Task details
Take the records below and set them down exactly, so that every line matches the original.

Available data
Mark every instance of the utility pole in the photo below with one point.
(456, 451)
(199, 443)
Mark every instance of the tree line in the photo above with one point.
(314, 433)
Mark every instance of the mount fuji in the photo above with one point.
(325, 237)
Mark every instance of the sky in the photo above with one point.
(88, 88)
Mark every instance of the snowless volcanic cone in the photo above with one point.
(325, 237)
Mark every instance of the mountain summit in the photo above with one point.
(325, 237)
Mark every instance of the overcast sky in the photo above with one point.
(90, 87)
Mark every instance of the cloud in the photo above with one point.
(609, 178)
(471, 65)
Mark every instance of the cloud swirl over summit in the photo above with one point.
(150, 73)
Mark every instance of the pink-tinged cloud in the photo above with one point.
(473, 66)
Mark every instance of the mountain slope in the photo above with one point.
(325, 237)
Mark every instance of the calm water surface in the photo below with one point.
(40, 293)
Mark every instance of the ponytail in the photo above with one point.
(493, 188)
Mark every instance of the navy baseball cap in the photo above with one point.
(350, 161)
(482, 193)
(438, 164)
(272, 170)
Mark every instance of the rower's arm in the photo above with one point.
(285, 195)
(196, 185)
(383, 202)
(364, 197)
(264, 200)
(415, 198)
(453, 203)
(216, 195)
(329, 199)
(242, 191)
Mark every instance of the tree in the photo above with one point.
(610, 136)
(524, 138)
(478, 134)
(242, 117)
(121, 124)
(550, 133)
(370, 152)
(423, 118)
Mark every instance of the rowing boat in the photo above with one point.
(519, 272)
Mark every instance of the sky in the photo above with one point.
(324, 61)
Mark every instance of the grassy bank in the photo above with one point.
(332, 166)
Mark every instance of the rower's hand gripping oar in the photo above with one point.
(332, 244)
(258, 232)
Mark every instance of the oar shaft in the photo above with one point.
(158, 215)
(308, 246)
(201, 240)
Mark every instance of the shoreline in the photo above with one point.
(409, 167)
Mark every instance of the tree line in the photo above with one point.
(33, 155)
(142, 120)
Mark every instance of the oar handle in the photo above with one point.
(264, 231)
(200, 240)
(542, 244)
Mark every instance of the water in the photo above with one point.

Final answer
Mark every instance of the utility pole in the photo below with one point.
(456, 451)
(199, 443)
Mark every instance of the tree line in the photo above with one point.
(314, 433)
Mark every instance of the mount fuji in the photo above with one point.
(325, 237)
Mark every instance of the sky in the photo above with one point.
(88, 88)
Mark every instance of the snowless volcanic cone in the photo above with one point.
(325, 237)
Mark every instance of the mountain summit in the photo above with one point.
(325, 237)
Mark every instance of the overcast sky in the photo above with one point.
(90, 87)
Mark every instance of the cloud in the photo above with one point.
(609, 178)
(471, 65)
Mark every instance of the cloud swirl over summit in the photo above with one point.
(150, 73)
Mark every instance of the pink-tinged cloud in the photo above with one point.
(473, 66)
Mark every instance of the mountain slope in the photo above with one point.
(325, 237)
Mark every instance of the calm water surface in the photo below with one point.
(40, 293)
Mark every instance of the ponytail in the photo above with one point.
(493, 188)
Mark every instance of the navy baseball cap in the photo above with one point.
(350, 161)
(482, 193)
(438, 164)
(272, 170)
Mark every instance of the rower's arm in the photo above with one point.
(285, 195)
(196, 185)
(383, 202)
(364, 197)
(264, 200)
(415, 198)
(453, 203)
(216, 195)
(329, 199)
(242, 191)
Mark every instance of the tree in the photo above with one point.
(610, 136)
(524, 138)
(478, 134)
(242, 117)
(121, 124)
(550, 133)
(370, 152)
(423, 118)
Mark every instance of the rowing boat in the photo above with one point.
(519, 272)
Mark every instance of the sky in the photo above with one point.
(324, 61)
Mark every instance of the grassy bank in the photo above with one point.
(332, 166)
Mark every instance of the rower's hand gripping oar in the photo above with one point.
(332, 244)
(258, 232)
Mark every instance of the oar shaft in the photo above with one point.
(158, 215)
(308, 246)
(201, 240)
Mark every instance of the shoreline in the photo above with one point.
(409, 167)
Mark every instance of the tree line in the photo above with one point.
(33, 155)
(142, 120)
Mark every instance of the oar handle in the photo above with one point.
(264, 231)
(200, 240)
(542, 244)
Mark every instance of the water in the photo above with one point.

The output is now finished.